- [Reading text]:
* * * * * * * * *

Cities, states anxious about impact of politics on capital plans

BY SourceMedia | MUNICIPAL | 10/22/25 01:20 PM EDT By Caitlin Devitt

Amid another record year for bond issuance, cities and states are acutely aware of the potential impact of politics on their borrowing plans.

"In my 34 years of being a banker in the business, I've never seen this level of hand wringing at the issuer level," said Matt Boles, managing director at RBC Capital Markets. "There is lots of anxiety and consternation about when you access the market. It comes down to the political pressures we see at the state and local government levels and then nationally [as well]."

Boles' comments came Tuesday during the Government Finance Officers Association's "Mini Muni" conference.

The political uncertainty facing cities and states under the Trump administration and the fast-rising cost of capital projects are driving what's expected to be another record year of municipal bond issuance this year. The threat to tax-exempt municipal bonds during the One Big Beautiful Bill Act negotiations prompted many issuers to hit the market as soon as possible.

* * * * * * * * *

- [Given material]:

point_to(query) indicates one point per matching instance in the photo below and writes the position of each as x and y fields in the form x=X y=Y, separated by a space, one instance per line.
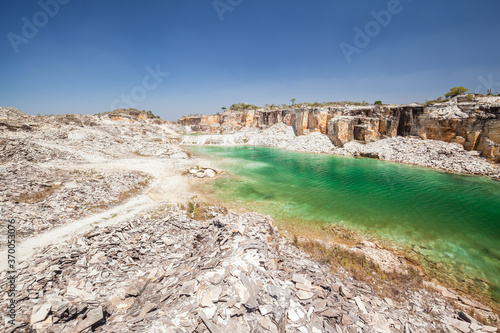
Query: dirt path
x=168 y=185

* * * * * * * * *

- [Tasks for this exercise]:
**1)** From the article on cities' and states' capital plans, list the levels of government at which Matt Boles says political pressures are seen.
**2)** Write out the stretch of the article on cities' and states' capital plans from "BY SourceMedia |" through "their borrowing plans.".

- [The responses]:
**1)**
- State
- Local
- National

**2)**
BY SourceMedia | MUNICIPAL | 10/22/25 01:20 PM EDT By Caitlin Devitt

Amid another record year for bond issuance, cities and states are acutely aware of the potential impact of politics on their borrowing plans.